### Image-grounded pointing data
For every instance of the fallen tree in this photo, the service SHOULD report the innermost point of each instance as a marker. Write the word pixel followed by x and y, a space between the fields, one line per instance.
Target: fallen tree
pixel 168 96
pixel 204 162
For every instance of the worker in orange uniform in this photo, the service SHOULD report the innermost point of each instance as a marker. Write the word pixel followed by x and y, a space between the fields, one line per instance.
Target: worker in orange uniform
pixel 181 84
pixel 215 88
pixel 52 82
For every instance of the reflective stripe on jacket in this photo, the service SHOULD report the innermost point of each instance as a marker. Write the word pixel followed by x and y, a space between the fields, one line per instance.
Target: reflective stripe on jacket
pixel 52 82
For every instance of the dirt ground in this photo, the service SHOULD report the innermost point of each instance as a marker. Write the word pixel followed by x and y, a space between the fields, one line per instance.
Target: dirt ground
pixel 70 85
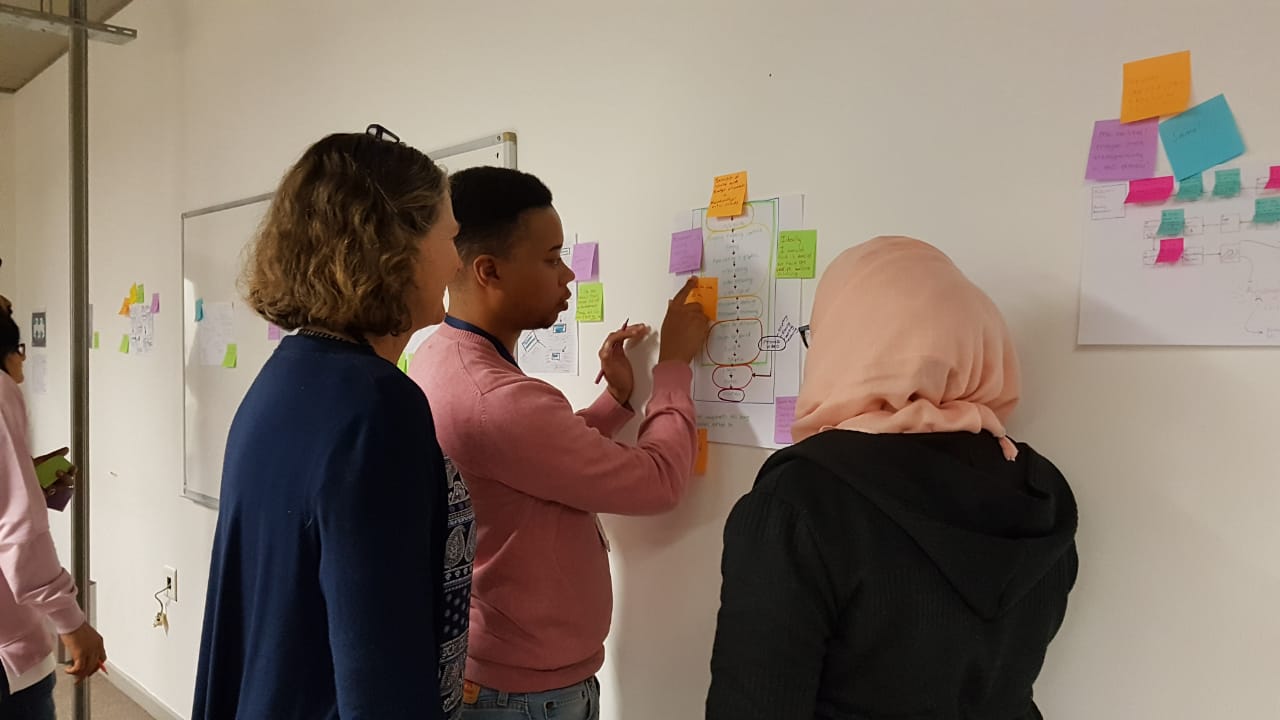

### Your goal
The required output is a copy of each line in the records where the string "innermost" occurs.

### Task response
For every instance of the fallen tree in this photo, the service SHOULD report the innermost point of each instance as a marker. Write the word pixel followed by x and y, a space between the fields, one line per instance.
For every instance of the worker in orange uniform in this photo, the service SHOULD report the innermost point of each instance as a marker. Write the word pixel followed by x and y, a space between the fields, one line per instance.
For every instance of the reflective stripe on jacket in this photo, the service SHOULD report the innermost point of each instance as a marker. Write the word pixel followed by x and y, a space between the fields, one line per instance.
For every instance of the dirt ground in this photo, the service SHOULD report the innermost point of each instance as a marker. Write the word pixel followed by x and y, a space between the fields, one line per instance.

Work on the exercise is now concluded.